◆ Your task ◆
All entries are to be transcribed exactly. Pictures are not part of the copy.
--- Record set Enclosed Below ---
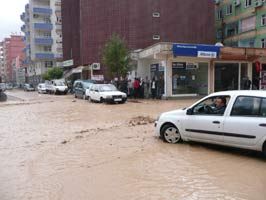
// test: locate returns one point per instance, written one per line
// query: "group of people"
(141, 88)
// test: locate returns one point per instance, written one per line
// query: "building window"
(263, 43)
(156, 14)
(263, 20)
(248, 24)
(219, 14)
(229, 9)
(48, 63)
(248, 3)
(156, 37)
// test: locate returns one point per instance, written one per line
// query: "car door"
(202, 126)
(92, 93)
(246, 124)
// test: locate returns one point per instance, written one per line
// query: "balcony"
(43, 26)
(43, 11)
(44, 41)
(44, 56)
(23, 28)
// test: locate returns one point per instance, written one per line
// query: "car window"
(215, 105)
(246, 106)
(263, 108)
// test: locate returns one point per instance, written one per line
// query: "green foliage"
(115, 56)
(53, 73)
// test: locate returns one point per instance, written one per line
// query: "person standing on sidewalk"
(136, 88)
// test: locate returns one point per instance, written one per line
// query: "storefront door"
(226, 76)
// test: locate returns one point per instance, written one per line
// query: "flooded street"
(56, 147)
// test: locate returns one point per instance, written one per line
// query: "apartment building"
(241, 23)
(11, 48)
(43, 37)
(88, 24)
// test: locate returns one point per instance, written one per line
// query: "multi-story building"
(43, 37)
(88, 24)
(2, 69)
(241, 23)
(12, 47)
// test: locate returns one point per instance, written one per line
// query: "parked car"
(106, 93)
(9, 86)
(42, 88)
(56, 87)
(80, 87)
(28, 87)
(242, 123)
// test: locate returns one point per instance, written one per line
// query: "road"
(58, 147)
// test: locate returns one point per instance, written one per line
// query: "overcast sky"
(10, 22)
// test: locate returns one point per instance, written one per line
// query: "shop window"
--- End of Enclosed Record set ---
◆ Exercise answer ◆
// test: locate returns one point per instance, written one per line
// query: "group of people"
(141, 88)
// test: locate returns one point per instance, written one per line
// query: "building window"
(263, 43)
(156, 14)
(263, 20)
(248, 24)
(219, 14)
(229, 9)
(48, 63)
(248, 3)
(156, 37)
// test: locate returns one point per instance, written one per line
// query: "car door"
(202, 126)
(92, 93)
(246, 124)
// test: locate returns one point per instance, written one per line
// query: "balcony"
(43, 26)
(43, 11)
(44, 41)
(44, 56)
(23, 28)
// test: locate returns one point per instance, written one per line
// query: "car window"
(215, 105)
(246, 106)
(263, 108)
// test: locate returns one point per instance, written one per line
// query: "green foliage"
(115, 56)
(53, 73)
// test: locate returns one point per instance, written one per line
// query: "person standing on sidewalk"
(136, 88)
// test: locate returns one point per instance, written one per line
// query: "storefront door"
(226, 76)
// test: locate returns one point per instance, written one per line
// query: "flooded street"
(56, 147)
// test: locate returns one point per instance, written one per line
// query: "apartment building"
(241, 23)
(11, 48)
(43, 37)
(88, 24)
// test: locate returns one point per instance, written one per line
// query: "multi-story building"
(43, 37)
(88, 24)
(2, 69)
(241, 23)
(12, 47)
// test: locate returns one point per instance, written one per line
// query: "parked car"
(106, 93)
(9, 86)
(42, 88)
(56, 87)
(80, 87)
(28, 87)
(242, 123)
// test: locate returns one point per instance, written one per line
// query: "road"
(58, 147)
// test: locate returns one point per instance, written one per line
// query: "overcast sky"
(10, 22)
// test: locate returns one point per instance, written one per line
// query: "shop window"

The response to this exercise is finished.